> _Exercise aim_: Your copy of the data should match it exactly, leaving out only the pictures.

Records excerpted from a collection:
╭──

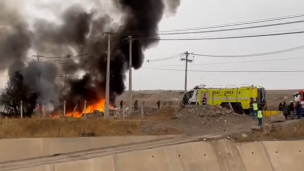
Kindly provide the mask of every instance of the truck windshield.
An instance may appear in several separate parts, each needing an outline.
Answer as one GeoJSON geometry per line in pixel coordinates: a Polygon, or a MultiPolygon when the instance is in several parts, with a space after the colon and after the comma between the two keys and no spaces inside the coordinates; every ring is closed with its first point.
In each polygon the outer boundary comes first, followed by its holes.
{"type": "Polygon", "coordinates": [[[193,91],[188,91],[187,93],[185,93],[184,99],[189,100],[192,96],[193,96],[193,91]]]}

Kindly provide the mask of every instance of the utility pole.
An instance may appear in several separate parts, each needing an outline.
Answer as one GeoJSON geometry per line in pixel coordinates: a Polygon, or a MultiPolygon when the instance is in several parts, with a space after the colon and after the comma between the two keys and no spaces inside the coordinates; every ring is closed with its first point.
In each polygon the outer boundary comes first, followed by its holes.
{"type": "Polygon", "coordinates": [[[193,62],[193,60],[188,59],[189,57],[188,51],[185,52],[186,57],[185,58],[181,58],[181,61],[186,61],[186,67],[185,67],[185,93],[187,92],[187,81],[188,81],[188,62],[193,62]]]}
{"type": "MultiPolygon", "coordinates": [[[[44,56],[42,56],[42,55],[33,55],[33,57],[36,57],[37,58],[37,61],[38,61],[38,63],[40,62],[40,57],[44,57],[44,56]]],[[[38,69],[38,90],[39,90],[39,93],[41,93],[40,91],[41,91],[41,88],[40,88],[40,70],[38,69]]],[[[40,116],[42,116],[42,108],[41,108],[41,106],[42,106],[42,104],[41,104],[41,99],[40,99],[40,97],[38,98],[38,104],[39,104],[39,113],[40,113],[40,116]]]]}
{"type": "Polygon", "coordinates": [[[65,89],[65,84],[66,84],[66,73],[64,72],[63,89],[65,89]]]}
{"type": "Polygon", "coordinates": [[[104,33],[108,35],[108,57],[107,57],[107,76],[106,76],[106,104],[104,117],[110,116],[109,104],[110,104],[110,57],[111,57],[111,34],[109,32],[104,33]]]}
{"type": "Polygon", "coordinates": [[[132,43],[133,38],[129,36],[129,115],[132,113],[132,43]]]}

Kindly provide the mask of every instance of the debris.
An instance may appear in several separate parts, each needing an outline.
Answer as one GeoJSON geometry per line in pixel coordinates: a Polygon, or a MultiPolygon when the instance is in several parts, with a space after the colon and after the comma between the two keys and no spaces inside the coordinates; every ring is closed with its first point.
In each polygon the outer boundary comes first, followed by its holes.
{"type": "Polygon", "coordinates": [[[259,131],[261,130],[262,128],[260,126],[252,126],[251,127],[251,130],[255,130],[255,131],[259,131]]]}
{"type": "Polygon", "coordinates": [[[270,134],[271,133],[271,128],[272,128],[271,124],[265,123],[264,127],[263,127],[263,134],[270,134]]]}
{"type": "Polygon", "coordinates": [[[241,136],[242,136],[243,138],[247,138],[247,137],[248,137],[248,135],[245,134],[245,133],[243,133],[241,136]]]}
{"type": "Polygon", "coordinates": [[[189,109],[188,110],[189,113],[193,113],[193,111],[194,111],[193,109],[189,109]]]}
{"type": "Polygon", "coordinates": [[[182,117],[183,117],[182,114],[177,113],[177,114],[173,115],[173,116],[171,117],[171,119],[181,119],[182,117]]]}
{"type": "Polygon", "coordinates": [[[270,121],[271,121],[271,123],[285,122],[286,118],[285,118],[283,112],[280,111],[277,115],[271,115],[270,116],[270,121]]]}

╰──

> _Solution to the exercise_:
Kindly provide the mask of every instance of the truck windshield.
An instance may appear in several separate parts, each needing an outline.
Answer as one GeoJSON geometry per line in pixel coordinates: a Polygon, or a MultiPolygon when the instance is in several parts, with a space after the colon and after the comma between the two keys and no spaces inside the coordinates; every ring is closed with its first point.
In each polygon the outer boundary comes first, followed by its holes.
{"type": "Polygon", "coordinates": [[[193,91],[188,91],[187,93],[185,93],[184,99],[189,100],[192,96],[193,96],[193,91]]]}

Kindly provide the mask of every instance of the utility pole.
An instance may appear in several separate parts, each needing an outline.
Answer as one GeoJSON geometry per line in pixel coordinates: a Polygon, or a MultiPolygon when the instance is in several parts, with a space after the colon and after the comma between the two keys and no spaces inside the coordinates; every ring is closed with its first point.
In each polygon the outer boundary comes first, followed by its holes.
{"type": "Polygon", "coordinates": [[[193,62],[193,60],[188,59],[189,57],[188,51],[185,52],[186,57],[185,58],[181,58],[181,61],[186,61],[186,67],[185,67],[185,93],[187,92],[187,81],[188,81],[188,62],[193,62]]]}
{"type": "MultiPolygon", "coordinates": [[[[44,56],[42,56],[42,55],[33,55],[33,57],[36,57],[37,58],[37,61],[38,61],[38,63],[40,62],[40,57],[44,57],[44,56]]],[[[38,69],[38,90],[39,90],[39,93],[41,93],[40,91],[41,91],[41,88],[40,88],[40,70],[38,69]]],[[[40,116],[42,116],[42,108],[41,108],[41,106],[42,106],[42,104],[41,104],[41,99],[40,99],[40,97],[38,98],[38,104],[39,104],[39,113],[40,113],[40,116]]]]}
{"type": "Polygon", "coordinates": [[[65,89],[65,84],[66,84],[66,73],[64,72],[63,89],[65,89]]]}
{"type": "Polygon", "coordinates": [[[104,33],[108,35],[108,57],[107,57],[107,76],[106,76],[106,104],[104,117],[110,116],[109,104],[110,104],[110,57],[111,57],[111,34],[109,32],[104,33]]]}
{"type": "Polygon", "coordinates": [[[132,43],[133,38],[129,36],[129,115],[132,113],[132,43]]]}

Kindly provide the mask of every instance of the debris.
An instance may appear in several separate parts, each needing an outline.
Answer as one GeoJSON geometry per line in pixel coordinates: a Polygon, or a MultiPolygon when the instance is in several parts, with a space after the colon and after the comma between the two keys and no spaces inside the coordinates; every ring is closed with its first point.
In each polygon the outer boundary comes first, followed by its holes.
{"type": "Polygon", "coordinates": [[[259,131],[261,130],[262,128],[260,126],[252,126],[251,127],[251,130],[255,130],[255,131],[259,131]]]}
{"type": "Polygon", "coordinates": [[[270,134],[271,133],[271,128],[272,128],[271,124],[265,123],[264,127],[263,127],[263,134],[270,134]]]}
{"type": "Polygon", "coordinates": [[[241,136],[242,136],[243,138],[247,138],[247,137],[248,137],[248,135],[245,134],[245,133],[243,133],[241,136]]]}
{"type": "Polygon", "coordinates": [[[189,109],[188,110],[189,113],[193,113],[193,111],[194,111],[193,109],[189,109]]]}
{"type": "Polygon", "coordinates": [[[182,117],[183,117],[182,114],[177,113],[177,114],[173,115],[173,116],[171,117],[171,119],[181,119],[182,117]]]}
{"type": "Polygon", "coordinates": [[[270,121],[271,121],[271,123],[285,122],[286,118],[285,118],[283,112],[280,111],[277,115],[271,115],[270,116],[270,121]]]}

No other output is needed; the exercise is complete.